Brief
Revise the part of the items that opens with the line containing "Can you find the dark" and closes with the line containing "330], [63, 380]]", changing "Tag" to "Mark" and leaving everything else the same. Return only those lines.

(Image location labeling items)
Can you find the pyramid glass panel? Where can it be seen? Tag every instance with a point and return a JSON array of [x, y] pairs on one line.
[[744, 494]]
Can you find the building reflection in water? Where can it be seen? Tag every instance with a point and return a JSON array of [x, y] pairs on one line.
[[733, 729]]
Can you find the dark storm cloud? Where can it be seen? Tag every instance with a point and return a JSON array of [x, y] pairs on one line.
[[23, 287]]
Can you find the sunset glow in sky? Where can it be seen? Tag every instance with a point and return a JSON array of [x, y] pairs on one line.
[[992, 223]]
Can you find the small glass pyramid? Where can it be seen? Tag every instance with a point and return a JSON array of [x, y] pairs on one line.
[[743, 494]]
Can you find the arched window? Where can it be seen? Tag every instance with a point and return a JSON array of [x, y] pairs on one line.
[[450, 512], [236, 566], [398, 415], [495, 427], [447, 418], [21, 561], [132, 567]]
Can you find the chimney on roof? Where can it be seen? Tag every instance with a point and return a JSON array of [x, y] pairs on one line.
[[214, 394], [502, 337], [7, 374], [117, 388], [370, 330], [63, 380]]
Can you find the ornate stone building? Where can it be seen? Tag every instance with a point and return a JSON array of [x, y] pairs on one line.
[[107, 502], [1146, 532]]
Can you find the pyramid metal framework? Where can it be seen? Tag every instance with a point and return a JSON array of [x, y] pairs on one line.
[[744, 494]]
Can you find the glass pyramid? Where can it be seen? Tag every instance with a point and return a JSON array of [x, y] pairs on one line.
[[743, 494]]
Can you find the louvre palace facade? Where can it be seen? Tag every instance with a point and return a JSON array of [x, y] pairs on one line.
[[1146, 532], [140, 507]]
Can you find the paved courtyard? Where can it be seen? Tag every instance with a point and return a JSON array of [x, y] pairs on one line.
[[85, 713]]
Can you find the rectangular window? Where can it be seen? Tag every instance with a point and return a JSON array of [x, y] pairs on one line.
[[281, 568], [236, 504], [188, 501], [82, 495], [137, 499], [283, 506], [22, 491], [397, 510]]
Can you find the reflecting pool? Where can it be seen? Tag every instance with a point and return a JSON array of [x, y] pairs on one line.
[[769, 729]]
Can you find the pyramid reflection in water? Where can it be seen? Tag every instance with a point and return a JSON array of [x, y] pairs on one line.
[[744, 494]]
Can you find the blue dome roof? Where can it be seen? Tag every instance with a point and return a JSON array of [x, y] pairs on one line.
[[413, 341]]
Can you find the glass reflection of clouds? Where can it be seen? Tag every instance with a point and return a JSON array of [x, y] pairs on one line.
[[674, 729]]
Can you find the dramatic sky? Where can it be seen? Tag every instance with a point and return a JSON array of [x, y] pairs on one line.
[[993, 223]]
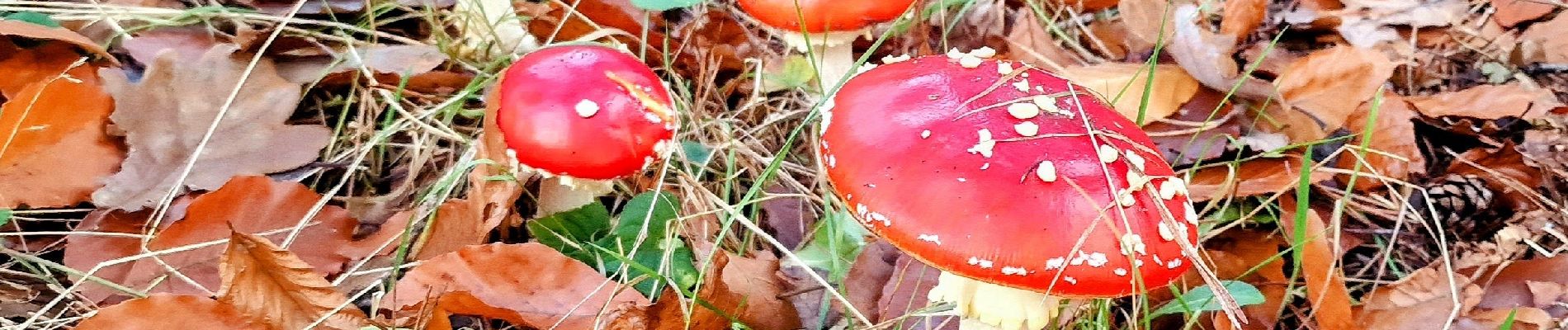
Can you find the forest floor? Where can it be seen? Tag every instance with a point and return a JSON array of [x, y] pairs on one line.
[[1357, 165]]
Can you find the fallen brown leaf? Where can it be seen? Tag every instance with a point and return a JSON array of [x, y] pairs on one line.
[[1325, 282], [176, 104], [485, 280], [248, 205], [1489, 102], [1129, 85], [17, 29], [52, 104], [1327, 87], [1391, 143], [1543, 43], [1254, 177], [1242, 17], [273, 285], [339, 7], [1517, 12], [163, 312]]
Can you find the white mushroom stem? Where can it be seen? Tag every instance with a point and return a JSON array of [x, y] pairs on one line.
[[559, 195], [833, 54], [993, 307]]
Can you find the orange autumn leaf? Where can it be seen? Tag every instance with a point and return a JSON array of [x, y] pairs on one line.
[[273, 285], [176, 104], [52, 104], [163, 312], [522, 284], [1322, 90]]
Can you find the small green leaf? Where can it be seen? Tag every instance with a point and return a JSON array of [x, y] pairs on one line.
[[1202, 299], [568, 230], [31, 17], [664, 5]]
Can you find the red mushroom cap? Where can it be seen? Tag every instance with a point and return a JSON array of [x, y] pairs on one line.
[[820, 16], [987, 169], [585, 111]]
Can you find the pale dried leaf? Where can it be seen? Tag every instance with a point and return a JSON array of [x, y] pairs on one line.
[[1489, 102], [1329, 85], [170, 110], [484, 280], [163, 312], [1242, 17], [273, 285], [1126, 83], [55, 149]]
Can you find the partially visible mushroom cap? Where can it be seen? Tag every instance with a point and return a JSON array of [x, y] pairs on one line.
[[1007, 174], [824, 16], [585, 111]]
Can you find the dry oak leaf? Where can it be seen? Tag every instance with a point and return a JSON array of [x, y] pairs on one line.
[[248, 205], [52, 104], [1489, 102], [163, 312], [17, 29], [273, 285], [522, 284], [1128, 85], [167, 115], [1254, 177], [1391, 143], [1327, 87]]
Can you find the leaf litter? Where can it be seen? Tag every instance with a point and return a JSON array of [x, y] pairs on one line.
[[1254, 102]]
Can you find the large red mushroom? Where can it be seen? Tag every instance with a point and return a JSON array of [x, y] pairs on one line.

Response to the exercise
Can you find the dark storm cloud? Where can it be seen? Mark every instance with a point and return a JSON array of [x, y] pairs on one line.
[[23, 287]]
Can you find the sunset glow in sky? Where can it be seen? Mark every instance with a point and return a JSON array of [x, y] pairs on one line.
[[992, 223]]
Can you find the small glass pyramid? Where can it be seen? Mark every instance with a point and return a JSON array of [x, y] pairs on one line.
[[743, 494]]
Can you find the arched window? Where can it be seen? Mark every instance with a point and return a JSON array of [x, y] pairs on one line.
[[450, 512], [236, 566], [398, 415], [495, 427], [447, 418], [21, 561], [132, 567]]
Can you find the chimney on roof? Where can it be seen? Mark every instance with a point and return a JSON array of [x, y] pairs on one line.
[[214, 394], [502, 337], [7, 374], [117, 388], [370, 330], [63, 380]]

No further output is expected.